*Objective*:
Count the lines of the material below that contain the string "sash", treating uppercase and lowercase as different. Reply with the number alone.

======== Information given

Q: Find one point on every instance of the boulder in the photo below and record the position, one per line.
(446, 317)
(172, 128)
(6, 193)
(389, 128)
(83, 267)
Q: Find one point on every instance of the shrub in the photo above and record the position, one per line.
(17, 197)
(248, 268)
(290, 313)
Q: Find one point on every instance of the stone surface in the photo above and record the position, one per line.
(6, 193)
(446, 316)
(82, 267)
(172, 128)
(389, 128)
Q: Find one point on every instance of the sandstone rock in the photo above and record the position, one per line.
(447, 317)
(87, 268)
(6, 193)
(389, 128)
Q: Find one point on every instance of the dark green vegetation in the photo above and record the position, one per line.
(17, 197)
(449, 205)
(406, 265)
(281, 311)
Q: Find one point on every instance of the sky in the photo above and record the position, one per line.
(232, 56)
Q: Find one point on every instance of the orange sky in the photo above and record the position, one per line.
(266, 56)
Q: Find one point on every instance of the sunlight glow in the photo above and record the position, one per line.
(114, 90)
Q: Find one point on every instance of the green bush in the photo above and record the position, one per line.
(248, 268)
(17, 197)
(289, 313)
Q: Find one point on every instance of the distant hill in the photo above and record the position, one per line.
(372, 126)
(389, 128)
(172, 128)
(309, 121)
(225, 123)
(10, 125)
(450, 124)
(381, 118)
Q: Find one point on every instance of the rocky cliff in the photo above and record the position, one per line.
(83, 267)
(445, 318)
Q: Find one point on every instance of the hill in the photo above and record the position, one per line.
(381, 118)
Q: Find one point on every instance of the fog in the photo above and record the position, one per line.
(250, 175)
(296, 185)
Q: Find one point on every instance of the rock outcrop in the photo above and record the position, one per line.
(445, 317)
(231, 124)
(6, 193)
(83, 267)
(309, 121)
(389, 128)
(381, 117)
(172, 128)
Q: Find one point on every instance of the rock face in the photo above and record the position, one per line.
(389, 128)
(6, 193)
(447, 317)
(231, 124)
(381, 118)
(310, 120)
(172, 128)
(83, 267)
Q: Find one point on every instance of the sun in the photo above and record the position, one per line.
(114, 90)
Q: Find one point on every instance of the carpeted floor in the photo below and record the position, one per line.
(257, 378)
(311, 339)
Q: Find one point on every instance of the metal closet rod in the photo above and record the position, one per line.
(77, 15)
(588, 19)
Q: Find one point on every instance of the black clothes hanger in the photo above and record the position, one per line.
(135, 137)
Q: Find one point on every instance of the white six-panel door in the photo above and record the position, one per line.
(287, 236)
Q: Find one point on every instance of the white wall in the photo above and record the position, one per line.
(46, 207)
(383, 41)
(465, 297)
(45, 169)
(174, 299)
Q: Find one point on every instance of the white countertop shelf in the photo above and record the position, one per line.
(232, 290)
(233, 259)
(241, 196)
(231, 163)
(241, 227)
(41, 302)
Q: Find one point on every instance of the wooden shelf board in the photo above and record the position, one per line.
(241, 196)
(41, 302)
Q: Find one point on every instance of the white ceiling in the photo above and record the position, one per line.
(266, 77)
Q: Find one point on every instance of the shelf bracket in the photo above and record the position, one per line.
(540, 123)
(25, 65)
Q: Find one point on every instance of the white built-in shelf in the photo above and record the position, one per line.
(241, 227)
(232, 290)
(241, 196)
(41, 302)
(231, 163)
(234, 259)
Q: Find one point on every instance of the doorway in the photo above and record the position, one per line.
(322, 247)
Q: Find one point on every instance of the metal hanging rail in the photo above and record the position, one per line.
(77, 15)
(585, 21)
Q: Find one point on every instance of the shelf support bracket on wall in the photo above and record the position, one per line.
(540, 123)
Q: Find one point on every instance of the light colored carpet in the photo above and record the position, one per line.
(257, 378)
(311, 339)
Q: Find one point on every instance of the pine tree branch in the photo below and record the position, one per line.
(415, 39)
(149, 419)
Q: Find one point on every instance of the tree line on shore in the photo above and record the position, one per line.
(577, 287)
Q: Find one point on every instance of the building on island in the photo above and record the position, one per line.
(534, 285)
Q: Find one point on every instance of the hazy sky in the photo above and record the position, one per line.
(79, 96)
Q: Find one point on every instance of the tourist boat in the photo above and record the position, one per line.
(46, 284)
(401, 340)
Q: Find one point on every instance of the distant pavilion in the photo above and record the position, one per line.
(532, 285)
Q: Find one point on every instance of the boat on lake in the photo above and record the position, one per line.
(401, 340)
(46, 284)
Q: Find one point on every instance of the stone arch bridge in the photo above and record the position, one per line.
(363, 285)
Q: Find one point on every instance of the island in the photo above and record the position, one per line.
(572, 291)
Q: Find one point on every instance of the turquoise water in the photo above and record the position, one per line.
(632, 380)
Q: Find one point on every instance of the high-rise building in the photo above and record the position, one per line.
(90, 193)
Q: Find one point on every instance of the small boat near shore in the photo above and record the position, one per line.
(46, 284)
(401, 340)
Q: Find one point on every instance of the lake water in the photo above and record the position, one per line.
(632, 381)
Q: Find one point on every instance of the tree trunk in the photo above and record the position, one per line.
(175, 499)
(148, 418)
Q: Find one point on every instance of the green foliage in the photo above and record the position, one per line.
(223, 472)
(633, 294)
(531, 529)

================
======== Information given

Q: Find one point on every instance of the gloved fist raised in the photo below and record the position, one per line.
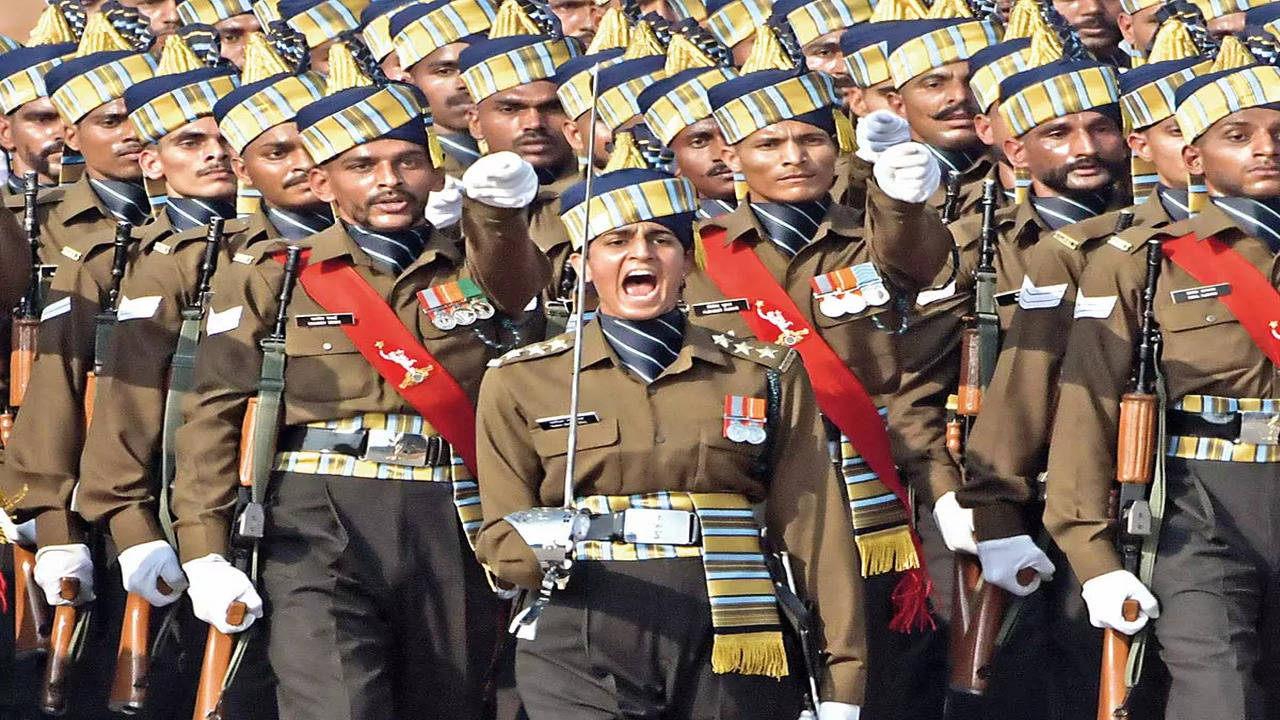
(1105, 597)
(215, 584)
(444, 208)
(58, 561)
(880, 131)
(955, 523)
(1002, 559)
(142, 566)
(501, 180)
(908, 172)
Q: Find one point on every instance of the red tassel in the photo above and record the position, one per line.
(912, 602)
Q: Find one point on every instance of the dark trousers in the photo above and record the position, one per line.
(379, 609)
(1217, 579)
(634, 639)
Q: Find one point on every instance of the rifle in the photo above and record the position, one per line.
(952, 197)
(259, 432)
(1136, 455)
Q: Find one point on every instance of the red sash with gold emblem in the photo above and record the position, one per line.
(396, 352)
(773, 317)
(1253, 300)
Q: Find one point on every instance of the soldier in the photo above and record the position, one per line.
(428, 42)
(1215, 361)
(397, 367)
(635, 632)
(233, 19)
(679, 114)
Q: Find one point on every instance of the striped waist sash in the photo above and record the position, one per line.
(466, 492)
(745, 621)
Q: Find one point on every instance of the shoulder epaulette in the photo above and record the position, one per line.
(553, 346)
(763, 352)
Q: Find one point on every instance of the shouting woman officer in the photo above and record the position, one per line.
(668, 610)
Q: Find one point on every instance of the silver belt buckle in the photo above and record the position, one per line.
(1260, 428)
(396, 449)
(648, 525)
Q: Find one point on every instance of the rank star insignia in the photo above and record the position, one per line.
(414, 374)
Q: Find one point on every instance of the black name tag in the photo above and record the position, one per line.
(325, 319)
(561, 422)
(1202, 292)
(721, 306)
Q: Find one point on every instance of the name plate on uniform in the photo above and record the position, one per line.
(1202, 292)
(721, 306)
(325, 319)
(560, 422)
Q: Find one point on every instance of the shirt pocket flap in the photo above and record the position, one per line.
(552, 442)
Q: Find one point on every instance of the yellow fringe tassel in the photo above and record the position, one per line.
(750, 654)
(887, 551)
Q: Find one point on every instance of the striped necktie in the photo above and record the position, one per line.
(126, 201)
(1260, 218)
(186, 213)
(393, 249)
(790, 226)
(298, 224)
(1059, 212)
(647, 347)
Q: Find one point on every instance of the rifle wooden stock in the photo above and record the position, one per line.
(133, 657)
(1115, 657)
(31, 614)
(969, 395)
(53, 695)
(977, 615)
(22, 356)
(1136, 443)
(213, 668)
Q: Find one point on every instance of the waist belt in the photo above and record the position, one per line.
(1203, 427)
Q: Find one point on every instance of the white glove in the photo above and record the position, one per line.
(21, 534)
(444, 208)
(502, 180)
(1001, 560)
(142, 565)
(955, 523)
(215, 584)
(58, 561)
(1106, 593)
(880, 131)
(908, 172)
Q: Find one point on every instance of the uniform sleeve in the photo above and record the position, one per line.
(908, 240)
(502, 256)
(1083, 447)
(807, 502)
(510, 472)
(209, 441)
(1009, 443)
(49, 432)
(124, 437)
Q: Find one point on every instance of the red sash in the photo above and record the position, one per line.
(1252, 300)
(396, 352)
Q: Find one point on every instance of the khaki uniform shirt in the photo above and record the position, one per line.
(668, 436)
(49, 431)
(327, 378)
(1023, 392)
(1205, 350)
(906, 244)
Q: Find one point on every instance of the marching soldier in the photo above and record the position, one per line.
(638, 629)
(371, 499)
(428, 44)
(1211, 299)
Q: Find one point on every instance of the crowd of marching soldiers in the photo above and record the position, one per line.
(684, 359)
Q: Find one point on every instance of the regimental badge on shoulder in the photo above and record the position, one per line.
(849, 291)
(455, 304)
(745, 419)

================

*Solution*:
3